> **EXTRACTED DATA**
####
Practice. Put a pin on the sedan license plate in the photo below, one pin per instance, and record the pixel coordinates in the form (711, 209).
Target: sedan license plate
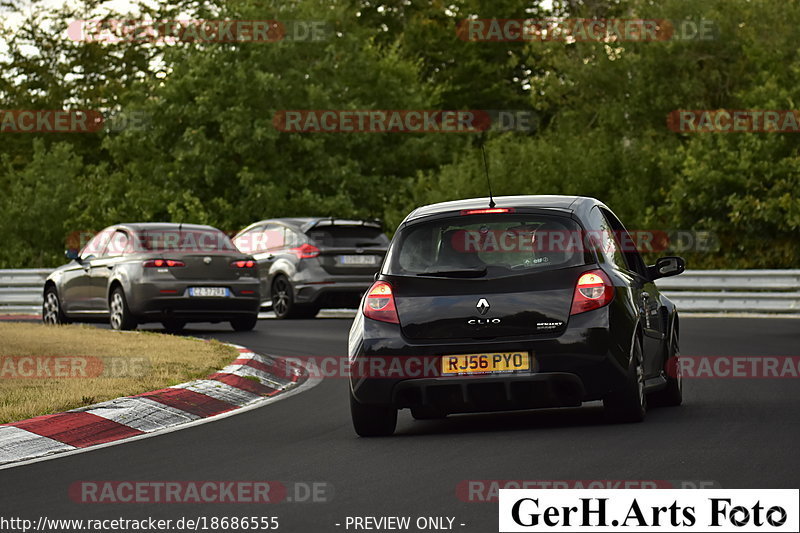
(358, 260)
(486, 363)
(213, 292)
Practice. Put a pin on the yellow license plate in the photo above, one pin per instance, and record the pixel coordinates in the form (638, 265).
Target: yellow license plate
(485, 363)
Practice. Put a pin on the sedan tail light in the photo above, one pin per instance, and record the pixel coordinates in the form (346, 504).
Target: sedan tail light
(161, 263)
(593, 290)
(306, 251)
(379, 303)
####
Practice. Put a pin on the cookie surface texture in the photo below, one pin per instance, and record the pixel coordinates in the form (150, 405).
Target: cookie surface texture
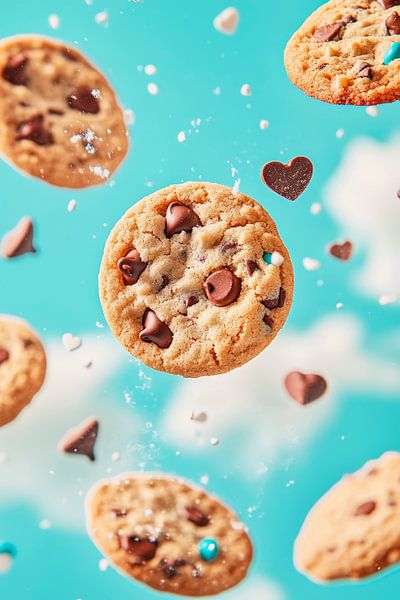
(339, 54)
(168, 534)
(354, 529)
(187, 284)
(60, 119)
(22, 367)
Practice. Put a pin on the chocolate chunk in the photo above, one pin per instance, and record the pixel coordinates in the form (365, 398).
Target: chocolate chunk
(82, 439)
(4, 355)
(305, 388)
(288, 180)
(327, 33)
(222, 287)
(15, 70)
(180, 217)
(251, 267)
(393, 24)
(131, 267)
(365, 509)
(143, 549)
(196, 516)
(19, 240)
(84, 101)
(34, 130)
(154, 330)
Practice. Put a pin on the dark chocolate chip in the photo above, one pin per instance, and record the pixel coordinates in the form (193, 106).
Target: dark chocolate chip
####
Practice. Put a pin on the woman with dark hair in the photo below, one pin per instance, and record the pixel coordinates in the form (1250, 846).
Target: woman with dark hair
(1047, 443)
####
> **YOUR GOAL**
Rewrite the entries from the line with "Practice. Put a pin on the cookie" up to and including the line with "Target: dark chocolate chip", replacing "pixel coordinates" with "image coordinates" and leaving everything else unchanged. Omit the pictures from your answer.

> **REPLY TO THE EXERCISE**
Practice. Put a pin on the cookie surface texture in the photo below, one pin per instance, and record the image coordinates in the form (150, 405).
Target: cookie surface texture
(339, 54)
(168, 534)
(354, 529)
(187, 284)
(60, 119)
(22, 367)
Practice. Put a pin on the chocolate chunk in the photo above, one pin per instance, and record the image coordinates in the form (365, 398).
Target: chocolate chunk
(82, 439)
(4, 355)
(305, 388)
(288, 180)
(327, 33)
(222, 287)
(15, 70)
(180, 217)
(251, 267)
(393, 24)
(131, 267)
(365, 509)
(143, 549)
(196, 516)
(19, 240)
(84, 101)
(34, 130)
(154, 330)
Practice. Put a pin on the dark chocolate chip in the photo above, one pin per instance, and record the image coordinates in the form (193, 106).
Target: dark chocolate chip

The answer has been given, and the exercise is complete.